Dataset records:
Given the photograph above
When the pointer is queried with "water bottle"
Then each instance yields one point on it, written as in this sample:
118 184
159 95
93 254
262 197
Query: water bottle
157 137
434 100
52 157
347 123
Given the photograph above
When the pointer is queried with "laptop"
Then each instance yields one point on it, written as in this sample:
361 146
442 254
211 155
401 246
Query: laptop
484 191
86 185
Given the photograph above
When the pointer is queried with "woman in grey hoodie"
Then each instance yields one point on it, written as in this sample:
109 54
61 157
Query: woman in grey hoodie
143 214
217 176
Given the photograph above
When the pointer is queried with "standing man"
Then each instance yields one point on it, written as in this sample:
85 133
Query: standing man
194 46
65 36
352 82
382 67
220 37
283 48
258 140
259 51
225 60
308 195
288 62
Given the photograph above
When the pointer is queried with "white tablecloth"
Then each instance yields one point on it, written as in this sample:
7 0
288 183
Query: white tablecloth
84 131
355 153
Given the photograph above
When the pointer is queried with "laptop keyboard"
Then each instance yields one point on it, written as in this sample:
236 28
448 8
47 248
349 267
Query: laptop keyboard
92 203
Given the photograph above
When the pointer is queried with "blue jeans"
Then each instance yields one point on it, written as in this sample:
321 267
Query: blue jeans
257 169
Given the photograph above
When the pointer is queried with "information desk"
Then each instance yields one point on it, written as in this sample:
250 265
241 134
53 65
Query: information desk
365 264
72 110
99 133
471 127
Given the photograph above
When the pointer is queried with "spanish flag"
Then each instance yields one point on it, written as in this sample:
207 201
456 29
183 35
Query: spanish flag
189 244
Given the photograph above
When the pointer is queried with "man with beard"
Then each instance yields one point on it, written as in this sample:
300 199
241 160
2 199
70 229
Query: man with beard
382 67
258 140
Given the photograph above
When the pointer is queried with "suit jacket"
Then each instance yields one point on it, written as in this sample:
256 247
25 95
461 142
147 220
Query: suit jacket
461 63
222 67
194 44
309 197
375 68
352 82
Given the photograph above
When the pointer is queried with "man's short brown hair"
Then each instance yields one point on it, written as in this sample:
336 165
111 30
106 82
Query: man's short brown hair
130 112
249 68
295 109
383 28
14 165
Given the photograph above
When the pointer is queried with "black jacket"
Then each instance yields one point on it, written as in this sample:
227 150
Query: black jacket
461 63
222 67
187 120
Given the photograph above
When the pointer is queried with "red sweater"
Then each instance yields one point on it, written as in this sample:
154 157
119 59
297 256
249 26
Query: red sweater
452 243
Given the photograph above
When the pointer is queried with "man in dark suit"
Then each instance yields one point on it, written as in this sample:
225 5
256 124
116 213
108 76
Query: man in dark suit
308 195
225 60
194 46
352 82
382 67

— Description of the task —
Print the listing above in its entirety, with every line exact.

— Problem solution —
Given the photograph above
When the pointer is queried with "water bottle"
Then each instance yields one point on it, written as in this sample:
118 184
159 95
93 254
262 197
Query: water bottle
157 137
434 100
52 157
347 123
Given the photograph above
When the pointer is queried with "laptop"
Then each instance yields one point on it, written as in this sample:
361 146
442 254
211 155
401 246
Query: laptop
484 191
86 185
Given the photograph above
When the pointer is queried with "woman in grey hoodie"
Then each instance yields one point on it, written as in this sample:
109 54
61 157
Query: woman in grey hoodie
143 214
217 176
Given the photograph above
When the pointer is queried with "standing man"
Then each instance yields one point on it, written as in this sample:
85 133
Query: standing man
194 46
65 36
352 82
382 67
220 37
283 48
258 140
259 51
225 60
308 195
288 62
Given the photograph above
When the pointer is queried with "white tablecloth"
Then each instance yields one point on it, written as in this sample:
7 0
288 183
Query: white tablecloth
84 131
355 153
Given the photograph above
When the pointer is queried with "laptop keyboard"
Then each instance yields one point on it, written as in this sample:
236 28
448 8
47 248
349 267
Query: laptop keyboard
92 203
Given the photograph above
When the pointer is queried with "blue jeans"
Then each instance yields one point on it, written as in this sample:
321 267
Query: blue jeans
257 169
Given the photograph above
When the pointer is queried with "information desk"
Then each instance yields one point on it, written as in this sample:
250 265
241 134
53 65
Query: information desk
365 264
72 110
99 133
471 127
Given the photograph above
When the pointer is queried with "spanish flag"
Then each instance yields one point on it, written as in this sample:
207 201
456 29
183 35
Query: spanish flag
189 244
Given the photograph above
When the pointer is queried with "man with beard"
Then each instance yields one point on it, written as in this sample:
300 199
241 160
2 199
70 229
Query: man with beard
382 67
258 140
Given the photograph above
When the pointer is queried with "suit jacket"
Then each instance yields one point on it, written as in this sample:
256 247
25 95
461 142
147 220
Query: suit jacket
461 63
222 67
194 44
309 197
375 68
352 82
Given the photograph above
When the pointer is queried with "man's short brown hair"
Then each instance yields one point on it, written as in this sample:
336 165
111 30
106 82
Query: man's short brown hair
130 112
249 68
295 109
383 28
14 165
Given the photograph above
When the pointer is queried with "black jacket"
Then each instance yields one point on it, written as in this sample:
227 150
Query: black jacket
461 63
222 67
187 120
Given the photograph above
When the pointer is queried with "red sweater"
Then each instance yields one point on it, written as in this sample:
154 157
119 59
297 256
249 26
Query: red sweater
452 243
Given the photograph above
When the pointer is queried with "man in dark suit"
Then each instance yields one point on it, written as in this sample:
225 5
256 124
116 213
108 76
Query: man in dark suit
308 195
225 60
194 46
352 82
382 67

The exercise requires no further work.